Extracted data entries
========
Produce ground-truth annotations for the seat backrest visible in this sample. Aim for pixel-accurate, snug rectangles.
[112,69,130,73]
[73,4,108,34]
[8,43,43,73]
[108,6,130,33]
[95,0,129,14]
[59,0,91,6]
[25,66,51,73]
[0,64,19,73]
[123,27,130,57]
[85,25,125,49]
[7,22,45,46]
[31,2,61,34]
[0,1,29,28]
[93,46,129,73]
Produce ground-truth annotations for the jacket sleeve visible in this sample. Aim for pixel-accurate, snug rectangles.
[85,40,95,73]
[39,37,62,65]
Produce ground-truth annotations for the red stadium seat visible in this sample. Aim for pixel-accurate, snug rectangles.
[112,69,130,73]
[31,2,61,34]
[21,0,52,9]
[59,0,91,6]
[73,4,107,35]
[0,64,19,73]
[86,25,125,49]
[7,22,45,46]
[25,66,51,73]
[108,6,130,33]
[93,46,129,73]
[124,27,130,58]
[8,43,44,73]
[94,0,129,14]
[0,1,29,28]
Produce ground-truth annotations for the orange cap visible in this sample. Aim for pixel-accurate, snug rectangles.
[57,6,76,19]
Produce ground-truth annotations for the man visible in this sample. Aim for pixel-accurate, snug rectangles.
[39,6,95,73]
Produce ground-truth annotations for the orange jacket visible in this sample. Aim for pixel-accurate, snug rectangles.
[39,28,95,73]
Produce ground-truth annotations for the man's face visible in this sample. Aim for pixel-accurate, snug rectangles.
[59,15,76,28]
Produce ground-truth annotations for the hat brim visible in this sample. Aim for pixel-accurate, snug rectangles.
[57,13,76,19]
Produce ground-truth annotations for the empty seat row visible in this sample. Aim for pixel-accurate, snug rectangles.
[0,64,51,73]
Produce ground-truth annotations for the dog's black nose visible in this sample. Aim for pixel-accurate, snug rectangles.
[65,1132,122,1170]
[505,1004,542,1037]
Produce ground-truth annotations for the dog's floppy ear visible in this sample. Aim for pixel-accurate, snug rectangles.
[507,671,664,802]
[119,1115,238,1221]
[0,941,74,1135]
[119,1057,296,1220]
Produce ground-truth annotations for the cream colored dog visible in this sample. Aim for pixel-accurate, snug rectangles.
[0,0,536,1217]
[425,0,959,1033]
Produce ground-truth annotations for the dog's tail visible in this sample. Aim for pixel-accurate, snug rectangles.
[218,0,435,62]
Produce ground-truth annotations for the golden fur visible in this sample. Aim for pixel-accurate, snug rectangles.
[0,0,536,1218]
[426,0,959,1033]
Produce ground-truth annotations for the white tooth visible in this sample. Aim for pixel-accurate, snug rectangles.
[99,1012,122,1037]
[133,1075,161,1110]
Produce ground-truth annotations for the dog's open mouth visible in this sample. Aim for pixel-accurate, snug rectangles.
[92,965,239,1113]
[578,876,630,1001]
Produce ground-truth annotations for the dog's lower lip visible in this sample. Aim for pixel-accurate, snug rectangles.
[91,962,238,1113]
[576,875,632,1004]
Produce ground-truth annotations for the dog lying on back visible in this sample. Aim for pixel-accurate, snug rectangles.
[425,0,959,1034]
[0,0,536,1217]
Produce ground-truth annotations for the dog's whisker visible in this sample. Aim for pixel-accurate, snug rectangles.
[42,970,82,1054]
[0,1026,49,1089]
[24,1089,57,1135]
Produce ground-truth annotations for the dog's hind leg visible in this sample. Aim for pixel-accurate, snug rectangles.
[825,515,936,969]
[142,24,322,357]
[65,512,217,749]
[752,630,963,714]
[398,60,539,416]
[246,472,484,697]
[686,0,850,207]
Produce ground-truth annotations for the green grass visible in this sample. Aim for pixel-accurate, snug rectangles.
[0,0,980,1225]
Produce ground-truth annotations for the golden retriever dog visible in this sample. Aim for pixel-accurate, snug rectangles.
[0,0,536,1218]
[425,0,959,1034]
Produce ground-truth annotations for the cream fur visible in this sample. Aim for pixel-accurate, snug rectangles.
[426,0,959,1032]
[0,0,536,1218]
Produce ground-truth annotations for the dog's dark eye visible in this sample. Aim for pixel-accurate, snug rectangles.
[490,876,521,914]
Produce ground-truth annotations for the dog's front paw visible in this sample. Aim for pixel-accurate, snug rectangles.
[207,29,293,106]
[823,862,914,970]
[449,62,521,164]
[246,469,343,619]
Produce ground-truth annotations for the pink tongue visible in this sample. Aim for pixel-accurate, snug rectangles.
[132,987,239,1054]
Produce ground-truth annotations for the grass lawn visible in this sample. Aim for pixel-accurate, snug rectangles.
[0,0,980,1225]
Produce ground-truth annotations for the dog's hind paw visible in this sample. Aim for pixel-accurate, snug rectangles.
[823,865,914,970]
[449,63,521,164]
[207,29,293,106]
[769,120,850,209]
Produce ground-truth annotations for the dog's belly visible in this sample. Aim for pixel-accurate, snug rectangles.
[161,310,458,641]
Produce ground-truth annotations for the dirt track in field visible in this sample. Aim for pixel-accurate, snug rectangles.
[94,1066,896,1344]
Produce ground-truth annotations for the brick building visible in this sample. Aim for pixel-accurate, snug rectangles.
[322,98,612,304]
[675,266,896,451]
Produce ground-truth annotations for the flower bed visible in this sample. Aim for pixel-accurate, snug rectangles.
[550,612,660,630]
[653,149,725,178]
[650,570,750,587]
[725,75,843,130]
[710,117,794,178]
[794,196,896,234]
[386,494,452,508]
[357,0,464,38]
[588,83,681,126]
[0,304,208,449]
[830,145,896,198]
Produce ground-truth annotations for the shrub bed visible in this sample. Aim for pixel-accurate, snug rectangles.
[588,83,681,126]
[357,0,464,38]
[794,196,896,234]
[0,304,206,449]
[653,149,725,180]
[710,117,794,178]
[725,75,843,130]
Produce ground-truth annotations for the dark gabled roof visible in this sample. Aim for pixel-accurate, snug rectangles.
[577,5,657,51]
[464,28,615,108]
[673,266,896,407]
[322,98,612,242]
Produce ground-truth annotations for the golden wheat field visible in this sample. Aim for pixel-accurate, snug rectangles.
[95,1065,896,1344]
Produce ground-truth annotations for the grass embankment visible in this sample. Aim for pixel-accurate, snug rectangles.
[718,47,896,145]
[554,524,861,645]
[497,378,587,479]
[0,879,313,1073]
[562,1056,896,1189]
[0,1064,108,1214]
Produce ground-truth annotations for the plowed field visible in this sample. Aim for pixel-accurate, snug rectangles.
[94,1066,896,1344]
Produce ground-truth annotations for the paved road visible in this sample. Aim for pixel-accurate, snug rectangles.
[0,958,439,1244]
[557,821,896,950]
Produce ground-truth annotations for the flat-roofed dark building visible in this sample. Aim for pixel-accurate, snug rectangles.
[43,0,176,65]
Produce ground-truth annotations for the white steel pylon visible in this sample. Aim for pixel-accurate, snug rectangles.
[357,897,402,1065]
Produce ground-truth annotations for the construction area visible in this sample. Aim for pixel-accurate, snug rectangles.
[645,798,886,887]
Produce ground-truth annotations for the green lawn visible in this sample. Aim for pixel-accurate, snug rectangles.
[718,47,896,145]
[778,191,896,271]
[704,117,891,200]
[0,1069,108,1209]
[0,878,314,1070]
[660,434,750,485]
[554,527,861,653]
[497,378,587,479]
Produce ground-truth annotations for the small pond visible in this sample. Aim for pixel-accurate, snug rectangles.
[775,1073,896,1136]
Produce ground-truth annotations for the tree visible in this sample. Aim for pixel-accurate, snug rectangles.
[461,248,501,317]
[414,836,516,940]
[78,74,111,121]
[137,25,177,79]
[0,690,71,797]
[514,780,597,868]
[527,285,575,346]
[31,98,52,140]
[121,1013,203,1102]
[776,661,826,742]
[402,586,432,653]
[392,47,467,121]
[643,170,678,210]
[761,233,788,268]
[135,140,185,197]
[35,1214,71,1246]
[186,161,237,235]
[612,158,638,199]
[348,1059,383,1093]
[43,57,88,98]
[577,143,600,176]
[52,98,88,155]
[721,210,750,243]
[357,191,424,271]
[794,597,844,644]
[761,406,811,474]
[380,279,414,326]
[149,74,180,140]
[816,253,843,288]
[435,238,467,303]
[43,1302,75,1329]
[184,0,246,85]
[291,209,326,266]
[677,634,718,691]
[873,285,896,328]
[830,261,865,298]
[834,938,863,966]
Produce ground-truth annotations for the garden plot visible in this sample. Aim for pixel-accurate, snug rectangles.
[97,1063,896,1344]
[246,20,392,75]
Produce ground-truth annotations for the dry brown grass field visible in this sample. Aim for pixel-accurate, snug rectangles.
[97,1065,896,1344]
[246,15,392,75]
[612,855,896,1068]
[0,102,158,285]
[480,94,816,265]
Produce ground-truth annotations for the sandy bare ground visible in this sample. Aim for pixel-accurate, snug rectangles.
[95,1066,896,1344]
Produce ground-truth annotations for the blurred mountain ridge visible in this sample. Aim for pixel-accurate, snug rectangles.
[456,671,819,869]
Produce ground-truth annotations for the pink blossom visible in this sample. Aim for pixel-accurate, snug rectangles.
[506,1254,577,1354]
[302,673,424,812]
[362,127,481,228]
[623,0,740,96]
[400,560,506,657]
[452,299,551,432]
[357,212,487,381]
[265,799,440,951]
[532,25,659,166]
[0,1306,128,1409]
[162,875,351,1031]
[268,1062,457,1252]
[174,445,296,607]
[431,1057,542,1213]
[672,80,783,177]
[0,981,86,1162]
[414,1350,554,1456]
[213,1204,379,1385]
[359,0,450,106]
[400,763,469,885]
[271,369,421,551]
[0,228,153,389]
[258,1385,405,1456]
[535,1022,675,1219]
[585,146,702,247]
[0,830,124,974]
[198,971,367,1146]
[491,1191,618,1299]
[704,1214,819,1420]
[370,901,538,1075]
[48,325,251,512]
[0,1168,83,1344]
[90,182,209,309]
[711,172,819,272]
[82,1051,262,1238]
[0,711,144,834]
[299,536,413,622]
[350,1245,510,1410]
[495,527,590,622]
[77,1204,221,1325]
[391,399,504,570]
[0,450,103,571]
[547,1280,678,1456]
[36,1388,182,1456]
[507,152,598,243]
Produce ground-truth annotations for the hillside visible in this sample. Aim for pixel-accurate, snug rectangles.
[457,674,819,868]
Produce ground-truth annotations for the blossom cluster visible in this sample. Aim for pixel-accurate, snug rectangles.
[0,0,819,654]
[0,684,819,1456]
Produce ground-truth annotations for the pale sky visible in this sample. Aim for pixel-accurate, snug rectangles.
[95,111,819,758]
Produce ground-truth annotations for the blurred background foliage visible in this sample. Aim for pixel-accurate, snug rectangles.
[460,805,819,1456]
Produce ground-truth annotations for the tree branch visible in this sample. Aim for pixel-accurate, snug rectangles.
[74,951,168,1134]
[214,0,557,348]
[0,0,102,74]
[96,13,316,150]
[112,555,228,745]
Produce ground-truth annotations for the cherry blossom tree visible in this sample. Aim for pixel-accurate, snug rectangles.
========
▸ EXERCISE OBJECTIVE: Copy the lines of the material without any change, starting at the line that contains "Produce ground-truth annotations for the empty" and ending at the line that contains "[425,0,959,1033]", with both of those lines included.

▸ FULL OUTPUT:
Produce ground-truth annotations for the empty seat row visible in this sample. Aim for pixel-accurate, snug rectangles.
[0,64,51,73]
Produce ground-truth annotations for the dog's black nose visible in this sample. Aim for pixel-accurate, snug rectangles.
[65,1132,122,1170]
[505,1004,542,1037]
Produce ground-truth annotations for the dog's floppy ear visible in this sample. Aim for pixel-accurate, snug rectangles.
[507,671,664,802]
[119,1115,238,1221]
[0,941,74,1135]
[119,1057,296,1220]
Produce ground-truth annotations for the cream colored dog visible in this sample. Aim for pixel-accurate, snug rectangles.
[0,0,536,1217]
[425,0,959,1033]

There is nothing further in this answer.